> WHAT YOU WILL DO: Pull out everything in the material from the line containing "Report the position of every instance of the brown" down to the line containing "pixel 1324 130", both of those lines included, and reproduce each line without any change.
— Start of TASK INPUT —
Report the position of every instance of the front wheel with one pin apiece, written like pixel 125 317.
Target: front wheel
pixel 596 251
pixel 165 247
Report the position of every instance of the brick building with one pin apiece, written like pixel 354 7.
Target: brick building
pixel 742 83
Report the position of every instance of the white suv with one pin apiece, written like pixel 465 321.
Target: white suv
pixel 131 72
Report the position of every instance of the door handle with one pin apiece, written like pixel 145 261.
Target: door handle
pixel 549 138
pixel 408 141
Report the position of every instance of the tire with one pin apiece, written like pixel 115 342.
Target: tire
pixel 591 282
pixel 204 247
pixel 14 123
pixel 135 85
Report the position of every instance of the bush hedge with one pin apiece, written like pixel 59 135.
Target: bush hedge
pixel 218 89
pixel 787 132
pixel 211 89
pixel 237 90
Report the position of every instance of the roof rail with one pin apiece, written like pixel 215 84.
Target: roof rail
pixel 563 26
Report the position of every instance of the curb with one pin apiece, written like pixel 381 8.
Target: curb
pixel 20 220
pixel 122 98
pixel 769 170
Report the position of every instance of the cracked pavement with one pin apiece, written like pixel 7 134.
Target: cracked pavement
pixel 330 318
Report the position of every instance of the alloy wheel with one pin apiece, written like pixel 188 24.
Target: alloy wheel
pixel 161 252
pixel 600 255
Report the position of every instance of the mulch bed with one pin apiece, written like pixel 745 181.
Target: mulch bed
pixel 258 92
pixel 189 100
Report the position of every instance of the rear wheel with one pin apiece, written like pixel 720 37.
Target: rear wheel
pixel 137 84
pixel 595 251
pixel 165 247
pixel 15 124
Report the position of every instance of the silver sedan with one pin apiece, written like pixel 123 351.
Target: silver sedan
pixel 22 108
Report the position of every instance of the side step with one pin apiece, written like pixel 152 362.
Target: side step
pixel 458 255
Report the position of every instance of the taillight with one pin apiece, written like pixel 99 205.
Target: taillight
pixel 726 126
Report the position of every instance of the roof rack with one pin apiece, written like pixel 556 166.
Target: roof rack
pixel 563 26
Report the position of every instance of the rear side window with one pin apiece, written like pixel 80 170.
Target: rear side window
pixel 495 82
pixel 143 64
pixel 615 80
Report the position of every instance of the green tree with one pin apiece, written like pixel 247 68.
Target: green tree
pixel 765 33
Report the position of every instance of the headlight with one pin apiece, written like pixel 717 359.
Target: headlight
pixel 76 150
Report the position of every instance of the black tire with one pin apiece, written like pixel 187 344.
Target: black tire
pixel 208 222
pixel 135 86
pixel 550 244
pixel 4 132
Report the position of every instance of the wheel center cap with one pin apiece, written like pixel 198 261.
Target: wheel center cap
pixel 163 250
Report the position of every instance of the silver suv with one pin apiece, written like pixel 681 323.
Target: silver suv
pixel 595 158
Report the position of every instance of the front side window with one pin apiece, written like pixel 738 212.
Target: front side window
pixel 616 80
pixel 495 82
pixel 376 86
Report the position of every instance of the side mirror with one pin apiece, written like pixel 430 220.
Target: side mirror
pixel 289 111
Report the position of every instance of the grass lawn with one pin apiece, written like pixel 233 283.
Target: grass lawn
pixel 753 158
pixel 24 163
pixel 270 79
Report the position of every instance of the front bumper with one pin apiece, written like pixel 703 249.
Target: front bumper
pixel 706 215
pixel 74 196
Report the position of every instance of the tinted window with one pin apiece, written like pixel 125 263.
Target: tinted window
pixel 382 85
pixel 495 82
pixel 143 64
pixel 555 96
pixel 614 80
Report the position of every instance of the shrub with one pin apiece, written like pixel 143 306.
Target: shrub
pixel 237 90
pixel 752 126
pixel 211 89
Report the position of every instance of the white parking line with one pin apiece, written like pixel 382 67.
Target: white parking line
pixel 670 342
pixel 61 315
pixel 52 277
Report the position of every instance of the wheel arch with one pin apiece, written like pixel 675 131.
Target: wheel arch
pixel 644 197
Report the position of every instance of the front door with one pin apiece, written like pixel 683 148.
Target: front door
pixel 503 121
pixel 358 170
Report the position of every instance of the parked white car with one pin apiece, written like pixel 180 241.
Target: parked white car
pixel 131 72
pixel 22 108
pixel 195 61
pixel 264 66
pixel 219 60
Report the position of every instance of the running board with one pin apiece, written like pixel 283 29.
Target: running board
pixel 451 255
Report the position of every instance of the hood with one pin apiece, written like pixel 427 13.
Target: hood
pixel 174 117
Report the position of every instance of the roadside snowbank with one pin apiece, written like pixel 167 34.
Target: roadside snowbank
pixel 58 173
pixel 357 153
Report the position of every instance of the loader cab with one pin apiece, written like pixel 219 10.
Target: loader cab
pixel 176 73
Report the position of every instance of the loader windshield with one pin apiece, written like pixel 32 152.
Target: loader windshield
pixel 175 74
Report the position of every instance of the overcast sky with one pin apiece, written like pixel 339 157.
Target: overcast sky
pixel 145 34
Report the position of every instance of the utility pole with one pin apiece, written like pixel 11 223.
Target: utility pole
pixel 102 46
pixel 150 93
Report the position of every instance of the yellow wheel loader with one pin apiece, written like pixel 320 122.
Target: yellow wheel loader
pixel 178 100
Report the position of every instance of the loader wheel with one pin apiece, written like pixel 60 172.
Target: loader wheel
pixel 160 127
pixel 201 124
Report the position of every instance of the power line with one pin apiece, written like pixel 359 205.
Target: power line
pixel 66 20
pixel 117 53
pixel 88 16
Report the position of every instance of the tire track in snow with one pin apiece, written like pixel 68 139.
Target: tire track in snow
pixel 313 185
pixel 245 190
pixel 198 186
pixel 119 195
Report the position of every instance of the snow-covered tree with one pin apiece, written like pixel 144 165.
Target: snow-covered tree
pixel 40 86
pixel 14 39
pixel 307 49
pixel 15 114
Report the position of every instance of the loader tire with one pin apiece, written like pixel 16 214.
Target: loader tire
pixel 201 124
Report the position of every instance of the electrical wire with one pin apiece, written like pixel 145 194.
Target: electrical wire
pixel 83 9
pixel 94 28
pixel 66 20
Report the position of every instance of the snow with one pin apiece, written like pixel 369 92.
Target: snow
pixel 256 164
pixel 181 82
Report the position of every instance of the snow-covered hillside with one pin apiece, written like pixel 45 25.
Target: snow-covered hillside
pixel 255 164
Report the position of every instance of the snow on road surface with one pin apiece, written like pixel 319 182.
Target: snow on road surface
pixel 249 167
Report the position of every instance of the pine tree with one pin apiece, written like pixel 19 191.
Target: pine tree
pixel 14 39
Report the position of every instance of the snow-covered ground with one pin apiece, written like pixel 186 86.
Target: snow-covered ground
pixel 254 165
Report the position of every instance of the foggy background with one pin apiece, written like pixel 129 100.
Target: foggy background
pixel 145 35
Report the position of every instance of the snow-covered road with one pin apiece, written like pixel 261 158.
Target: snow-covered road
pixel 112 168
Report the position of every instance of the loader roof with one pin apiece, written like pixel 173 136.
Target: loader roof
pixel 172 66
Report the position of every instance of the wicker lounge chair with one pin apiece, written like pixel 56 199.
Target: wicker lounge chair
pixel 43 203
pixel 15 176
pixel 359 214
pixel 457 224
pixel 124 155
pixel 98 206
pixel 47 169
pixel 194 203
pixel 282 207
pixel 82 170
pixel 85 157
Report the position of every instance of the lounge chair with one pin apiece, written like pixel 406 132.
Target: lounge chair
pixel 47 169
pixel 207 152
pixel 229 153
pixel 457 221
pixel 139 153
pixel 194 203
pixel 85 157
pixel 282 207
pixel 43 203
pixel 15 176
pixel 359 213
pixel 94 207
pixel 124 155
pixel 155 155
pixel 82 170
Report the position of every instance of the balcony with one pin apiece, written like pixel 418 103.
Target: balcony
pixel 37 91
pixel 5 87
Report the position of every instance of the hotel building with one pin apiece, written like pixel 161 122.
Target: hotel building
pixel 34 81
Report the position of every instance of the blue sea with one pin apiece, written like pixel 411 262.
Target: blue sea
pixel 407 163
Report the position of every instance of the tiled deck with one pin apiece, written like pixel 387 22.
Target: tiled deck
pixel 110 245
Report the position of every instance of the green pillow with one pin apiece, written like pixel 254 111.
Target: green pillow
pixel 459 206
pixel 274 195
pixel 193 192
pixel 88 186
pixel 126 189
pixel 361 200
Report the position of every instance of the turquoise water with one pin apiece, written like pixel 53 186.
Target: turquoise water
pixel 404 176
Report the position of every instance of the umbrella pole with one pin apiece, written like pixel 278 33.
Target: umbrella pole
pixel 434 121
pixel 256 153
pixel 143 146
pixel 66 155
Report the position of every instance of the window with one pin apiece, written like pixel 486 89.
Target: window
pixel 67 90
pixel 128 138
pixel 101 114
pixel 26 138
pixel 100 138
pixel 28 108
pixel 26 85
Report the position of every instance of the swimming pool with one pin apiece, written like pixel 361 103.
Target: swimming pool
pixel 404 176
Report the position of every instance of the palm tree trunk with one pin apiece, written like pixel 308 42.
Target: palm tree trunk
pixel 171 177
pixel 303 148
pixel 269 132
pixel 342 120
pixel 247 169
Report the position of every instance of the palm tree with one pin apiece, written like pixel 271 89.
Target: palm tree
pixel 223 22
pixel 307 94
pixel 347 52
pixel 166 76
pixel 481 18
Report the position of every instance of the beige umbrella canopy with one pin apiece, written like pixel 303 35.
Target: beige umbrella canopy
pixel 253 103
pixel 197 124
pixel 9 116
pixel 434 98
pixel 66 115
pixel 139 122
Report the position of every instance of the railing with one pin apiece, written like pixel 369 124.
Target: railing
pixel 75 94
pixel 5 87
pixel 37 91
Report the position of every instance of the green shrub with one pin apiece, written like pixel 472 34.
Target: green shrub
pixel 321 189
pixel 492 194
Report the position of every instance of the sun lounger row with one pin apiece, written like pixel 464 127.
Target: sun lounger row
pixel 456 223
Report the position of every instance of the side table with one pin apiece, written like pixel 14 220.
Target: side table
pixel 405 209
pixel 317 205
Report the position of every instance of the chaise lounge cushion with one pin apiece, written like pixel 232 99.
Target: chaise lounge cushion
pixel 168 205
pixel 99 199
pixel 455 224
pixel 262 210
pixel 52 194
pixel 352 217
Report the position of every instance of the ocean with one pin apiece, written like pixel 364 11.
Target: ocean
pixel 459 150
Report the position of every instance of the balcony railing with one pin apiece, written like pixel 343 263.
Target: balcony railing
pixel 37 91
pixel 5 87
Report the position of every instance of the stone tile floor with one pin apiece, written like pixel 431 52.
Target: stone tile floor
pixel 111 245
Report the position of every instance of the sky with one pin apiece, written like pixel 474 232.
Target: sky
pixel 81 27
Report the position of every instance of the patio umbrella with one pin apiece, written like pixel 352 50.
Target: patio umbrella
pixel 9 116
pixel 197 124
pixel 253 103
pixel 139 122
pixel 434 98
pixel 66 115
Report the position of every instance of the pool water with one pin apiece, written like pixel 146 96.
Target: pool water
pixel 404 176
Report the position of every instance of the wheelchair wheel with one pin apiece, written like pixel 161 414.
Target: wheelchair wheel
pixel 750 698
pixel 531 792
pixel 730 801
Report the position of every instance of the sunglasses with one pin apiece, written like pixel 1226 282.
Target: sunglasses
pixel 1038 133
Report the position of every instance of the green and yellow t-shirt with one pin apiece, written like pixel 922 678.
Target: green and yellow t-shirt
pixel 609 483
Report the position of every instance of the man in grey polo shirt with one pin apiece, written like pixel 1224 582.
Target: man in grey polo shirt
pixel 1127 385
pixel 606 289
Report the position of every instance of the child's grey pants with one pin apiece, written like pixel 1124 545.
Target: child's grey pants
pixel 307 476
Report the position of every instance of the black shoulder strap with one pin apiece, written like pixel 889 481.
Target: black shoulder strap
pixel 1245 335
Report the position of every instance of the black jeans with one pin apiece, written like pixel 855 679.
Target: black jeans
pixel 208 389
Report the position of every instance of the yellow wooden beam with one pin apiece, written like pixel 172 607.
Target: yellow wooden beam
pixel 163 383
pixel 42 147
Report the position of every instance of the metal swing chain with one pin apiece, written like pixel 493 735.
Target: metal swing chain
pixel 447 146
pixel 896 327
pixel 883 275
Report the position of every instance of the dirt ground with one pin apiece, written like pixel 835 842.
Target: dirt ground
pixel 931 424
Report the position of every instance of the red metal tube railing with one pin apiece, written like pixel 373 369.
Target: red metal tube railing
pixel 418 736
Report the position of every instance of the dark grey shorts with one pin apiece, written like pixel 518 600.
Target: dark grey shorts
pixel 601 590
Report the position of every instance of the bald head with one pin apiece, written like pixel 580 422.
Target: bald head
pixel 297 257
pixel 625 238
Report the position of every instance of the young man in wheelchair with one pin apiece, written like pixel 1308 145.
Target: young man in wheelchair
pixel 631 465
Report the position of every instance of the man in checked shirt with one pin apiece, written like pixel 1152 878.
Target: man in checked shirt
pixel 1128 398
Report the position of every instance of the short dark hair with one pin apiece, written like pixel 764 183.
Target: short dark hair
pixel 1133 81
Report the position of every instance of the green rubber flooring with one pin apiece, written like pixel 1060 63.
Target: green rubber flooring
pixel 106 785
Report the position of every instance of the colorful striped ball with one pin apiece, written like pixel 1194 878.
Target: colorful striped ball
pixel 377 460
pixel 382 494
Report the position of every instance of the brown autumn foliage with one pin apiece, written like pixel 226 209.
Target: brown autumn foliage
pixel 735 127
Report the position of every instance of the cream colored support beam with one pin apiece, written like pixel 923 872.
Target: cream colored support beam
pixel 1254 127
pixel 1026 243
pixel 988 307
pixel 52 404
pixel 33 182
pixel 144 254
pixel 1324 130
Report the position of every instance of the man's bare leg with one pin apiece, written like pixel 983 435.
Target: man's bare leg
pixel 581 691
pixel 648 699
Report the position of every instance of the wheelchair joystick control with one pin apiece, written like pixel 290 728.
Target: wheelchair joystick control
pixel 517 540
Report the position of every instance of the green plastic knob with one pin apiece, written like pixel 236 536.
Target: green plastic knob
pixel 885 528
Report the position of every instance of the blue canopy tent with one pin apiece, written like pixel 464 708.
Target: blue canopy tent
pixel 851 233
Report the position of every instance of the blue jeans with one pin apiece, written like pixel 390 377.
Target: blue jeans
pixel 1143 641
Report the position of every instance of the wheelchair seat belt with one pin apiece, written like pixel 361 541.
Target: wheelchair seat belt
— End of TASK INPUT —
> WRITTEN RESPONSE:
Report the position of every instance of the brown autumn foliage with one pin apiece, written like pixel 226 209.
Target: brown autumn foliage
pixel 735 127
Report the position of every instance of the cream colored support beam with one pin apiece, written like pixel 923 872.
Target: cream colored support beam
pixel 1254 127
pixel 1026 243
pixel 988 307
pixel 52 404
pixel 33 182
pixel 144 254
pixel 1324 130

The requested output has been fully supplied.